### DATA SHOWN
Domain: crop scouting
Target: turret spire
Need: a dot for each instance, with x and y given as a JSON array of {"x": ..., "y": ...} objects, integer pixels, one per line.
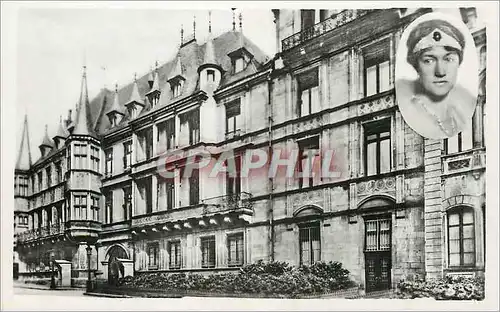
[
  {"x": 24, "y": 154},
  {"x": 82, "y": 122}
]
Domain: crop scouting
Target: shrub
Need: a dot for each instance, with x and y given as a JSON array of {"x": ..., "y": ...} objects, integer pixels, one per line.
[{"x": 448, "y": 288}]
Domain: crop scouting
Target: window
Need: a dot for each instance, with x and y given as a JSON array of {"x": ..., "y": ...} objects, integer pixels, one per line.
[
  {"x": 145, "y": 138},
  {"x": 308, "y": 152},
  {"x": 308, "y": 84},
  {"x": 177, "y": 88},
  {"x": 58, "y": 172},
  {"x": 377, "y": 147},
  {"x": 239, "y": 64},
  {"x": 166, "y": 194},
  {"x": 194, "y": 187},
  {"x": 208, "y": 252},
  {"x": 376, "y": 68},
  {"x": 127, "y": 200},
  {"x": 190, "y": 122},
  {"x": 49, "y": 176},
  {"x": 80, "y": 156},
  {"x": 80, "y": 207},
  {"x": 235, "y": 249},
  {"x": 233, "y": 116},
  {"x": 459, "y": 143},
  {"x": 307, "y": 18},
  {"x": 127, "y": 157},
  {"x": 23, "y": 186},
  {"x": 210, "y": 75},
  {"x": 174, "y": 255},
  {"x": 109, "y": 207},
  {"x": 378, "y": 235},
  {"x": 233, "y": 178},
  {"x": 40, "y": 180},
  {"x": 153, "y": 255},
  {"x": 461, "y": 246},
  {"x": 94, "y": 158},
  {"x": 108, "y": 170},
  {"x": 310, "y": 246},
  {"x": 95, "y": 208}
]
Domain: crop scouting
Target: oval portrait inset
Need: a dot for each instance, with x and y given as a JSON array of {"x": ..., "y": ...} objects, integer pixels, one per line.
[{"x": 437, "y": 76}]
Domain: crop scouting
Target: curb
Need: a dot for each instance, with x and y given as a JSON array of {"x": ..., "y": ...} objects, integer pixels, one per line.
[{"x": 103, "y": 295}]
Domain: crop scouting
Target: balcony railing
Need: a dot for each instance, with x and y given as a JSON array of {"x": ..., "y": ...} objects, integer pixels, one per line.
[
  {"x": 210, "y": 206},
  {"x": 43, "y": 232},
  {"x": 321, "y": 28}
]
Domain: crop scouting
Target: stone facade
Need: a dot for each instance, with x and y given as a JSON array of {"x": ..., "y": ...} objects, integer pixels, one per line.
[{"x": 383, "y": 225}]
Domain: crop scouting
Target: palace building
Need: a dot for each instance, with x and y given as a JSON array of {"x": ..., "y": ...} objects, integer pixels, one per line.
[{"x": 402, "y": 205}]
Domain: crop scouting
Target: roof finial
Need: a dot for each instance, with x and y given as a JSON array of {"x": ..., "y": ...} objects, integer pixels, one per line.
[
  {"x": 182, "y": 34},
  {"x": 241, "y": 22},
  {"x": 234, "y": 20},
  {"x": 194, "y": 26},
  {"x": 209, "y": 22}
]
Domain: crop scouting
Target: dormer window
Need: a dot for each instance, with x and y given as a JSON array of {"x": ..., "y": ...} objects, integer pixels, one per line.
[
  {"x": 177, "y": 88},
  {"x": 239, "y": 64},
  {"x": 210, "y": 75}
]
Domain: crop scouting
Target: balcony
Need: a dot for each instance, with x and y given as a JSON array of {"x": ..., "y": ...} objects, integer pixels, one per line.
[
  {"x": 210, "y": 212},
  {"x": 46, "y": 232},
  {"x": 321, "y": 28}
]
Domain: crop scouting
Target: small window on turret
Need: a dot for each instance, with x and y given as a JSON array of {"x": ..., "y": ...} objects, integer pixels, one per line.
[{"x": 210, "y": 75}]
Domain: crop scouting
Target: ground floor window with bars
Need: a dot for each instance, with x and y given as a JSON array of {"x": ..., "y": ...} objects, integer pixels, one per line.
[
  {"x": 174, "y": 255},
  {"x": 208, "y": 252},
  {"x": 310, "y": 246},
  {"x": 235, "y": 249}
]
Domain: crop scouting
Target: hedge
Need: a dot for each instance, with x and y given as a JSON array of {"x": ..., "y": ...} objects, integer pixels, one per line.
[
  {"x": 271, "y": 278},
  {"x": 448, "y": 288}
]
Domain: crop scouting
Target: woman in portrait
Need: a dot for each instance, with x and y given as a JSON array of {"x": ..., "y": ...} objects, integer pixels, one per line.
[{"x": 434, "y": 104}]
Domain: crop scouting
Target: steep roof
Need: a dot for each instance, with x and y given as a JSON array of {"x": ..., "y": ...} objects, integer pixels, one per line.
[
  {"x": 188, "y": 59},
  {"x": 23, "y": 161}
]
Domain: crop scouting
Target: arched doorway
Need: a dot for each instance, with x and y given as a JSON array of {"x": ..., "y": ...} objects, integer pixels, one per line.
[
  {"x": 377, "y": 242},
  {"x": 115, "y": 267}
]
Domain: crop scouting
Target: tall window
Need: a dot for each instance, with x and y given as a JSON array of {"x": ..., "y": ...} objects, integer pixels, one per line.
[
  {"x": 153, "y": 255},
  {"x": 80, "y": 156},
  {"x": 108, "y": 171},
  {"x": 127, "y": 157},
  {"x": 174, "y": 255},
  {"x": 194, "y": 187},
  {"x": 234, "y": 178},
  {"x": 49, "y": 176},
  {"x": 109, "y": 207},
  {"x": 208, "y": 252},
  {"x": 377, "y": 153},
  {"x": 235, "y": 249},
  {"x": 127, "y": 202},
  {"x": 461, "y": 246},
  {"x": 376, "y": 68},
  {"x": 308, "y": 84},
  {"x": 310, "y": 246},
  {"x": 80, "y": 207},
  {"x": 308, "y": 151},
  {"x": 233, "y": 116},
  {"x": 459, "y": 143},
  {"x": 378, "y": 235},
  {"x": 58, "y": 172},
  {"x": 40, "y": 180},
  {"x": 94, "y": 158},
  {"x": 95, "y": 207}
]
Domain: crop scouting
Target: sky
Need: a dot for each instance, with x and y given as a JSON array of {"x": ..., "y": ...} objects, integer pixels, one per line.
[{"x": 114, "y": 43}]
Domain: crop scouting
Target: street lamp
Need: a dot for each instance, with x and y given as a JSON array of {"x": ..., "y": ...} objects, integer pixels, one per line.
[
  {"x": 52, "y": 278},
  {"x": 89, "y": 280}
]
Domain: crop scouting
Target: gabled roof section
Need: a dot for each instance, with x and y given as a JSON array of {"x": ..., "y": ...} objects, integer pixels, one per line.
[
  {"x": 61, "y": 130},
  {"x": 23, "y": 161},
  {"x": 116, "y": 108},
  {"x": 83, "y": 121}
]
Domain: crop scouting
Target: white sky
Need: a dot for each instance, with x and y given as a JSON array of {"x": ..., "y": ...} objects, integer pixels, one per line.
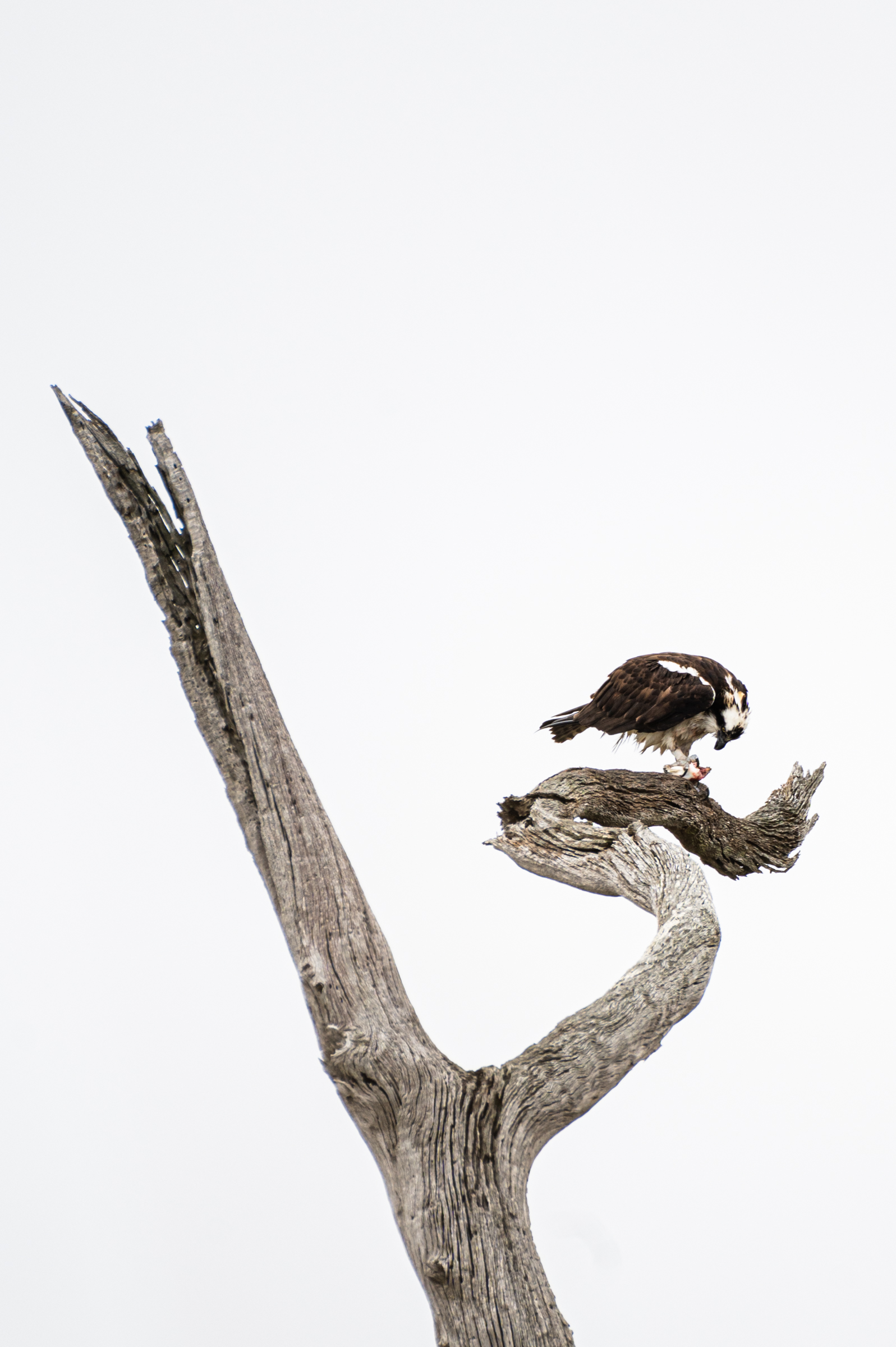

### WHAT YOU SHOULD DO
Return exactly what appears from the opening line of the material through the line with "Target: window", apart from the pictures.

### ANSWER SECTION
Domain: crop scouting
Target: turret spire
Need: a dot for each instance, with x and y given as a JSON array of {"x": ..., "y": ...} objects, integer pixels, one per line.
[
  {"x": 24, "y": 154},
  {"x": 82, "y": 122}
]
Domain: crop scouting
Target: shrub
Need: a dot for each instance, with x and y given as a JSON array of {"x": ..., "y": ...} objects, integer pixels, one per line.
[{"x": 448, "y": 288}]
Domain: crop scouting
Target: window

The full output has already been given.